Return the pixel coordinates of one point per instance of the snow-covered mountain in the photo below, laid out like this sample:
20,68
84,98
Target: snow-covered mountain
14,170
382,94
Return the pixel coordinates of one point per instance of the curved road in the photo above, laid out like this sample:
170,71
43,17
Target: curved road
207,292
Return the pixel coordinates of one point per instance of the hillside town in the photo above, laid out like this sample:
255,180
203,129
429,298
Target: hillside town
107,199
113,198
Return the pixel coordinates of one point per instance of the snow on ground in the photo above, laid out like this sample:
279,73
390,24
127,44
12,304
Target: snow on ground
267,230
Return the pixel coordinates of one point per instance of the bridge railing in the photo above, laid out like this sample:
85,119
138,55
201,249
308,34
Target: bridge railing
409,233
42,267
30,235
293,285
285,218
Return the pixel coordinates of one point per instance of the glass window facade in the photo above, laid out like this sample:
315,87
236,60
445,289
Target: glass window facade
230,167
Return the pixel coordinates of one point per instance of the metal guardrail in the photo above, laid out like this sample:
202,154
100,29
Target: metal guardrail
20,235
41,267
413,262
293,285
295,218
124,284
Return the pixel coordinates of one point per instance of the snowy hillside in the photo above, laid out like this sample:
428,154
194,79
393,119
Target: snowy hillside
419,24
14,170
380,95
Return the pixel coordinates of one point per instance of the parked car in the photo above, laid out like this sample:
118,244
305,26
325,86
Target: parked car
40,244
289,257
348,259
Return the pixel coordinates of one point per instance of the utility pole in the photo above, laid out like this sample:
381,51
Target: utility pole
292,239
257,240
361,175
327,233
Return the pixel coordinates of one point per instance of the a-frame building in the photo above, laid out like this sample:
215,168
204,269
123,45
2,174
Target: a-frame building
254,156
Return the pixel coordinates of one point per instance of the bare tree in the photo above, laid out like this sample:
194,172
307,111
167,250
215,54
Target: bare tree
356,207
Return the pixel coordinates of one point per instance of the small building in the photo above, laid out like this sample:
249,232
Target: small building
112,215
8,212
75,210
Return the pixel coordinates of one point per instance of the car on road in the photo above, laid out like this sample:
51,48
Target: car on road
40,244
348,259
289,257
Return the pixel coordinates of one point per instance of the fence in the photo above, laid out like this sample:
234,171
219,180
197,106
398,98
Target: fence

____________________

## REQUIRED WORK
Copy out every line of the records above from the line holding "of the a-frame" through the end of the records, inclusive. Multiply each answer coordinate by 1.05 and round it to a whole number, with halves rounded up, and leave the sample coordinates and all other wording unchanged.

## RESULT OF THIS EXERCISE
Return the pixel coordinates of one point per instance of the a-frame building in the photo above, laid out like this sample:
215,168
204,269
123,45
2,174
Target: a-frame building
267,164
Return the pixel coordinates of one point per instance of the bare tree in the photo above, laid out like this sample:
194,172
307,111
167,250
215,54
Target: bare tree
374,217
Return the pixel coordinates of one point per instance of the small building in the photo above, laid out like this sample:
249,232
Target: small building
118,226
8,223
79,221
Return the pixel coordinates of one point per instance of the car on road in the photo above, laid out like this sample:
51,48
Target: car on road
42,256
365,272
303,270
Return the pixel coordinates of one point per instance of the fence in the photo above, laid out like this sample:
234,171
219,180
197,106
398,98
Target: fence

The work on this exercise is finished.